Present the data from the line containing "white car, I would be grateful." through the line containing "[[[44,100],[46,97],[44,95],[37,97],[37,100]]]", inclusive, as a Markdown table. Use the columns Row and Entry, give each line a row number, and omit blank lines.

○ ○ ○ ○ ○ ○ ○

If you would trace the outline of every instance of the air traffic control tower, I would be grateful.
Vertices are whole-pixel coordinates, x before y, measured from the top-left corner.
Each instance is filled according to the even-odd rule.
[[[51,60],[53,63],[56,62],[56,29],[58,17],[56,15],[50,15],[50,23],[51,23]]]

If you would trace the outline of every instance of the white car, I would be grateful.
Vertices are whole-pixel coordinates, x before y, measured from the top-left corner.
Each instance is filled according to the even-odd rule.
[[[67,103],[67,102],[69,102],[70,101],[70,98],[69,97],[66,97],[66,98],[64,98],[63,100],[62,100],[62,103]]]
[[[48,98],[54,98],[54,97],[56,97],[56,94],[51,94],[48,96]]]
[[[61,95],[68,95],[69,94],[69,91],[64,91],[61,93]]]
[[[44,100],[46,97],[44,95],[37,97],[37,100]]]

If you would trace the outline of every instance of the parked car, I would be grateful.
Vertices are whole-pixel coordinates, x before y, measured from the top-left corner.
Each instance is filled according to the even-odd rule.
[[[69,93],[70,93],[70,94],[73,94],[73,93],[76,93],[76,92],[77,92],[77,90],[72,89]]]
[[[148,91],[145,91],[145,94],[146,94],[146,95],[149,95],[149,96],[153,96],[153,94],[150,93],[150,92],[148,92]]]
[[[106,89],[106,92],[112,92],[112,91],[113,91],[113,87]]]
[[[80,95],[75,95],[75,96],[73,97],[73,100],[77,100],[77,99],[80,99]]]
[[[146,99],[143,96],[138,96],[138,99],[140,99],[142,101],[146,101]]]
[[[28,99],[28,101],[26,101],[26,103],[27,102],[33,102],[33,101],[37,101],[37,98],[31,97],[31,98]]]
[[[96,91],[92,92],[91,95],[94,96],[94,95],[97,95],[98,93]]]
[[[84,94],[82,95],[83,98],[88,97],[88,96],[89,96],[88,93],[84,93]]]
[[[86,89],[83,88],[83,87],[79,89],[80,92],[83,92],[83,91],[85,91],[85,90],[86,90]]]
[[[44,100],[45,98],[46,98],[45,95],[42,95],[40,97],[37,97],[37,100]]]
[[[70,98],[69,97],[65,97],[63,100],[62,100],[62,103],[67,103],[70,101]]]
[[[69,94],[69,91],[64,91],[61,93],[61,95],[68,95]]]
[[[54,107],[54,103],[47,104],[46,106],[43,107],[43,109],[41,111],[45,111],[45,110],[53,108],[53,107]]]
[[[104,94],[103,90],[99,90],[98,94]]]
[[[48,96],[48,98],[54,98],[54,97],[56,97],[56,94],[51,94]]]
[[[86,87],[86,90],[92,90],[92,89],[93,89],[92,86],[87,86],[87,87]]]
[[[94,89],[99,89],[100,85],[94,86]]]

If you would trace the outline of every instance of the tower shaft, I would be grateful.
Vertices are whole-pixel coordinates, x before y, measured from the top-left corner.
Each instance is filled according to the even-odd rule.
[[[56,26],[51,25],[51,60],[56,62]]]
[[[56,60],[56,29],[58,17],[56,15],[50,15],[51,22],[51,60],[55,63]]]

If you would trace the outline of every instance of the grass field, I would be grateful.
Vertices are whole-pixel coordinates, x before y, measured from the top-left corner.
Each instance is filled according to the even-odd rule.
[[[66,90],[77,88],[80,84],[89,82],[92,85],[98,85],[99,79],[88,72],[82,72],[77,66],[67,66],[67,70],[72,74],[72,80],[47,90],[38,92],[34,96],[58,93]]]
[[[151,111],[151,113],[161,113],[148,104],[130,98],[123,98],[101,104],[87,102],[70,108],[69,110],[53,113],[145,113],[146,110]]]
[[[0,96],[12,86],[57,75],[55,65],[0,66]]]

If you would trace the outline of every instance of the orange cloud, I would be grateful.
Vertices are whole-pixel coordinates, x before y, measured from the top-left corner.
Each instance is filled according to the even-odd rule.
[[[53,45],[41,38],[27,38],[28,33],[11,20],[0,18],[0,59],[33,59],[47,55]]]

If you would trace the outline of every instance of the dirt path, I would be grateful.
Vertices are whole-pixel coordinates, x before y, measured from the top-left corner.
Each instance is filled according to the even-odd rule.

○ ○ ○ ○ ○ ○ ○

### [Answer to this problem]
| Row | Entry |
|---|---|
| 1 | If you would trace the outline of every instance of the white car, I would be grateful. |
| 2 | Vertices are whole-pixel coordinates, x before y, measured from the top-left corner. |
| 3 | Each instance is filled according to the even-odd rule. |
| 4 | [[[67,103],[67,102],[69,102],[70,101],[70,98],[69,97],[66,97],[66,98],[64,98],[63,100],[62,100],[62,103]]] |
| 5 | [[[48,98],[54,98],[54,97],[56,97],[56,94],[51,94],[48,96]]] |
| 6 | [[[61,95],[68,95],[69,94],[69,91],[64,91],[61,93]]] |
| 7 | [[[44,100],[46,97],[44,95],[37,97],[37,100]]] |